§ TRECHO DA FONTE:
Pular para o conteúdo principal

No calor da fogueira




Olha pro céu, meu amor/ Vê como ele está lindo/
Olha praquele balão multicor/ Como no céu vai sumindo/
Foi numa noite, igual a esta/ Que tu me deste o teu coração/
O céu estava, assim em festa/ Pois era noite de São João/
Havia balões no ar/ Xóte, baião no salão/
E no terreiro/ O teu olhar, que incendiou/ Meu coração
( Olha Pro Céu, Luiz Gonzaga )





Quem viveu sua infância e adolescência em cidades pequenas, ou em subúrbios afastados do centro da cidade, deve guardar doces lembranças das festas juninas. Por volta de 1971, na época com 11 anos, a gente confundia as fagulhas dos fogos de artifício com o brilho das estrelas que pontilhavam na lona azul do céu. A alegria e a emoção explodiam feito os rojões e cabeças-de-negro que saudavam as festas das noites de Santo Antônio, São João e São Pedro!
Lembro de uma típica festa julina realizada no sítio do seu Mané, numa noite fria e úmida de julho, onde sentíamos o calor da confraternização entre as pessoas reunidas em volta da imensa fogueira, regada a quentão, pipoca, paçoca, milho cozido e batata-doce. Alguém gritava: - Cadê o sanfoneiro pra começar a festa! E o velho sanfoneiro do Parque São Judas dedilhava as canções de Lamartine Babo e os forrós animados de Luiz Gonzaga, Zé Dantas e Humberto Teixeira, Abdias e sua Sanfona de Oito Baixos. Uma hora e outra incluía no repertório as músicas de Mário Zan. É claro, não poderia esquecer das famosas duplas caipiras como Tonico e Tinoco, da festa na roça, Alvarenga e Ranchinho, Vieira e Vierinha, Zé Tapera e Teodoro, Lio e Léo, Teixeirinha, Cascatinha e Inhana, Sérgio Reis e as modas de viola de Tião Carreiro e Pardinho. Pairava um clima de algazarra de sons e da anarquia das luzes, sempre era possível distinguir o brilho dos olhos e a emoção nas vozes daqueles que recitavam os versos para o ritual de “passar a fogueira”: “Santo Antônio disse,/ São João confirmou,/ que... (registrava o compromisso afetivo),/ pois Jesus Cristo mandou.”
Meus olhos de criança corriam mais que os busca-pés que percorriam o espaço de feltro negro, curiosos para fotografar cada detalhe daquela longa noite memorável, iluminando as barracas montadas de bambu, as bandeirolas de cores vivas, em forma de roda, a quadrilha circulando em volta do povo. Ela era organizada pela comunidade de jovens católicos da pequena e modesta igreja, de um amarelo carregado de branco, bem claro, parecia uma aguada.

§ DADOS REGISTRADOS:
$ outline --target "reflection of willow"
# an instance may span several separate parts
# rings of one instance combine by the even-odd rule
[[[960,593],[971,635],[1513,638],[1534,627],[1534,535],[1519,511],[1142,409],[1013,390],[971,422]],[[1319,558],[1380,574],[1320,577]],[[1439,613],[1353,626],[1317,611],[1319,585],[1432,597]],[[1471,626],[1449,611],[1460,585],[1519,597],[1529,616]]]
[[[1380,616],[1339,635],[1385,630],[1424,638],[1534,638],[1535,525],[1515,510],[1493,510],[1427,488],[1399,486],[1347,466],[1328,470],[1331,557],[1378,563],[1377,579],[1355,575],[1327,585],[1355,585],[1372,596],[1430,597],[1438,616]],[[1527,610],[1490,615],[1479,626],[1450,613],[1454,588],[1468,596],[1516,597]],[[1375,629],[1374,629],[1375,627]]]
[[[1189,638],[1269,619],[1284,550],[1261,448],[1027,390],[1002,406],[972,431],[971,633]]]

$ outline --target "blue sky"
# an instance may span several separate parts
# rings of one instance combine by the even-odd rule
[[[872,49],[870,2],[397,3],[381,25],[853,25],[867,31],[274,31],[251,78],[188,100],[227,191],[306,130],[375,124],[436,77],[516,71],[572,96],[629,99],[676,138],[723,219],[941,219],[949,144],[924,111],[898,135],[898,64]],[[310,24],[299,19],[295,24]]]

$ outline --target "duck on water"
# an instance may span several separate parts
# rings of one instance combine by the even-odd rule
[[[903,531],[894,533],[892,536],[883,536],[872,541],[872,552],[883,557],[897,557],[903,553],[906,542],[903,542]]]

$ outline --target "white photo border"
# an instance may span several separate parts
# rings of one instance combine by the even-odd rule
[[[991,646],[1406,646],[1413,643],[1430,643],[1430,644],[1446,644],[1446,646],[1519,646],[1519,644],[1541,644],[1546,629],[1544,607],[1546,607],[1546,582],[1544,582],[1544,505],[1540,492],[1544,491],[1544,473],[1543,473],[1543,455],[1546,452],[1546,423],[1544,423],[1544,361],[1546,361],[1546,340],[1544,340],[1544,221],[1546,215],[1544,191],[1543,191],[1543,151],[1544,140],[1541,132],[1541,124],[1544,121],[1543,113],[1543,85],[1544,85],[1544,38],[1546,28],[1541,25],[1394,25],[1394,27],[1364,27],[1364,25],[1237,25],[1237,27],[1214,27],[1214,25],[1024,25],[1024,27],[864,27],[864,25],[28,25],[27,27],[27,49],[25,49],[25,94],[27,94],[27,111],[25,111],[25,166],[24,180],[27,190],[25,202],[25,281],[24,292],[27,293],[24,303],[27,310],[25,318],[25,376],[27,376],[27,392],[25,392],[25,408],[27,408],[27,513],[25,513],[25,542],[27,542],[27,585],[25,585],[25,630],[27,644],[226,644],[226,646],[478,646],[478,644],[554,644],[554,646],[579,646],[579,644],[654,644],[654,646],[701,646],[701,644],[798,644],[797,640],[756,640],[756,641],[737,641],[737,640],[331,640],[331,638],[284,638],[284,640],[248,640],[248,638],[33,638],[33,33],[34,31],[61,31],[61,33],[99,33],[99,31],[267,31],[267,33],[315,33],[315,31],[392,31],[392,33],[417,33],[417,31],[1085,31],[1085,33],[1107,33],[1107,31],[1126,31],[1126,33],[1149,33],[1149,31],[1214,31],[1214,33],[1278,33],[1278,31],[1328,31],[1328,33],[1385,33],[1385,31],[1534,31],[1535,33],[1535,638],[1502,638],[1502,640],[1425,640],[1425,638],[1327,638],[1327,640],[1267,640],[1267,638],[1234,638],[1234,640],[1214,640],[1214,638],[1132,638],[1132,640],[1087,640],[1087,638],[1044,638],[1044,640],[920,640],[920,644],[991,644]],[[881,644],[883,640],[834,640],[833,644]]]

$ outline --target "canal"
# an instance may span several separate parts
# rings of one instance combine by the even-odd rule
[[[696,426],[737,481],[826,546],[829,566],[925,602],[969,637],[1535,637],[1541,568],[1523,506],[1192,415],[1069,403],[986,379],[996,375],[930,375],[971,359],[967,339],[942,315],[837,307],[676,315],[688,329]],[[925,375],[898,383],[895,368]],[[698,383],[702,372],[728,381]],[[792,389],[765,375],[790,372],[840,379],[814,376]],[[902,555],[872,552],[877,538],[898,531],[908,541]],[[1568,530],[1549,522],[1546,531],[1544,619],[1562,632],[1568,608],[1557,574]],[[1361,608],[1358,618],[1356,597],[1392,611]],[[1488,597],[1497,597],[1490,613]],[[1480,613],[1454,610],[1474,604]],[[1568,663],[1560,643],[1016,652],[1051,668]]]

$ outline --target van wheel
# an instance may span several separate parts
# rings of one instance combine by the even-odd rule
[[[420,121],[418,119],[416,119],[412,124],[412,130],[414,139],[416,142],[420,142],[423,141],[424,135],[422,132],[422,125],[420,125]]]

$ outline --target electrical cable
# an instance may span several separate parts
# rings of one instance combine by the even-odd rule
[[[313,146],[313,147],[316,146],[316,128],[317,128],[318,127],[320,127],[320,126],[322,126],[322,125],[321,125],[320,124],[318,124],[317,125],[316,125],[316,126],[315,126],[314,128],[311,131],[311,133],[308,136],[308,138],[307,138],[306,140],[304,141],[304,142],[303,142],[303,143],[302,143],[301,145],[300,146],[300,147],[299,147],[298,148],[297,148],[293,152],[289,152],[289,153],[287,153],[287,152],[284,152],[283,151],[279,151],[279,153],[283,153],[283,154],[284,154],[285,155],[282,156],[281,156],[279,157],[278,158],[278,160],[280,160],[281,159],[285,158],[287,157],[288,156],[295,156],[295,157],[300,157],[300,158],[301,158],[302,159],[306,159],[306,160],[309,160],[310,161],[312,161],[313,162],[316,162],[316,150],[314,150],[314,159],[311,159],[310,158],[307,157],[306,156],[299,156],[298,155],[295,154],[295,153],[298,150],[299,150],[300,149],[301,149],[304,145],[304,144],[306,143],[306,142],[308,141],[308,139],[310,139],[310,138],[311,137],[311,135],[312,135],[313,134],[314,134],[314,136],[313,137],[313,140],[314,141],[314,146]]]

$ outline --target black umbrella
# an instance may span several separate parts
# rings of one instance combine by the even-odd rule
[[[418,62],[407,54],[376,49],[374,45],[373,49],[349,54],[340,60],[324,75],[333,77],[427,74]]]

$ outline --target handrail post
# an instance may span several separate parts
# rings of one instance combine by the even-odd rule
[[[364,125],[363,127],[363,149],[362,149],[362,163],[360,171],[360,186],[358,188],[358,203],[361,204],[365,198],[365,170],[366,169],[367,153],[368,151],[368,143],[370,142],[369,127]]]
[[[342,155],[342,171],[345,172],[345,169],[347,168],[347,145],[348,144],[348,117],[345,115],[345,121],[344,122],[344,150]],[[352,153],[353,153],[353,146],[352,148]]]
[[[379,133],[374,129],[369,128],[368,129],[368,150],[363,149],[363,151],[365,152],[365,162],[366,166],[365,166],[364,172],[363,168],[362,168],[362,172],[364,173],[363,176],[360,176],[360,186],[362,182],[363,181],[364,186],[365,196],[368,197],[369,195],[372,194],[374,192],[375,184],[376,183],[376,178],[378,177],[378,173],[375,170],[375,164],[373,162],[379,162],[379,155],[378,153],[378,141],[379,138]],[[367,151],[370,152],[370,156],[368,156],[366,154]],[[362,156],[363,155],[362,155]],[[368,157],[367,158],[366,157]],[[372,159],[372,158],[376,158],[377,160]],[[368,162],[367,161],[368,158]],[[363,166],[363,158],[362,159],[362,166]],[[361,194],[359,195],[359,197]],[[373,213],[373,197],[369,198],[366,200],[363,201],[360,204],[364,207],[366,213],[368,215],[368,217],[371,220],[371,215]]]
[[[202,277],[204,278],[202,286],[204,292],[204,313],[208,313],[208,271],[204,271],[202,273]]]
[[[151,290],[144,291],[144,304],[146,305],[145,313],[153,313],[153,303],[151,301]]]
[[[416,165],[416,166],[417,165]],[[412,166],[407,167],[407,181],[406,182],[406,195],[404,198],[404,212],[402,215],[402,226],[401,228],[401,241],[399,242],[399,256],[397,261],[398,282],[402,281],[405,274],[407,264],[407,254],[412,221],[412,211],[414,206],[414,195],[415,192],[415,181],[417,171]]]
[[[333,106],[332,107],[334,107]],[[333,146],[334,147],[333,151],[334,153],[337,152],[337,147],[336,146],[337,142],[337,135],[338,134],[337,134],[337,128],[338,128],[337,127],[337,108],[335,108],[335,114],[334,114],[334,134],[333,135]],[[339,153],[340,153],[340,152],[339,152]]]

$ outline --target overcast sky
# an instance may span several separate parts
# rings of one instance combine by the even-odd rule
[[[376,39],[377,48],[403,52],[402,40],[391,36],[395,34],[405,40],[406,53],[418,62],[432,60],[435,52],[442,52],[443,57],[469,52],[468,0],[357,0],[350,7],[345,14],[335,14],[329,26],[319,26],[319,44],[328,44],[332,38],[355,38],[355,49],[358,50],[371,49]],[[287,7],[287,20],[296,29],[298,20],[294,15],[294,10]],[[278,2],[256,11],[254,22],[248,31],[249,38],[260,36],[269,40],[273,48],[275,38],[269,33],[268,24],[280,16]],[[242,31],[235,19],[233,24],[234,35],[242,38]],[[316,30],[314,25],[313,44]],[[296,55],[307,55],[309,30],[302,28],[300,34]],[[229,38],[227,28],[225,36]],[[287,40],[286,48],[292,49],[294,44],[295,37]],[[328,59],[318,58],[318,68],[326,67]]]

§ INSTRUÇÕES: Edite o trecho e reproduza-o a partir das palavras "Olha pro céu, meu" até logo depois de "e São Pedro!", trocando "fogos de artifício" por "fogos coloridos". Responda com base apenas no trecho.

§ RESULTADO CORRETO:
Olha pro céu, meu amor/ Vê como ele está lindo/
Olha praquele balão multicor/ Como no céu vai sumindo/
Foi numa noite, igual a esta/ Que tu me deste o teu coração/
O céu estava, assim em festa/ Pois era noite de São João/
Havia balões no ar/ Xóte, baião no salão/
E no terreiro/ O teu olhar, que incendiou/ Meu coração
( Olha Pro Céu, Luiz Gonzaga )





Quem viveu sua infância e adolescência em cidades pequenas, ou em subúrbios afastados do centro da cidade, deve guardar doces lembranças das festas juninas. Por volta de 1971, na época com 11 anos, a gente confundia as fagulhas dos fogos coloridos com o brilho das estrelas que pontilhavam na lona azul do céu. A alegria e a emoção explodiam feito os rojões e cabeças-de-negro que saudavam as festas das noites de Santo Antônio, São João e São Pedro!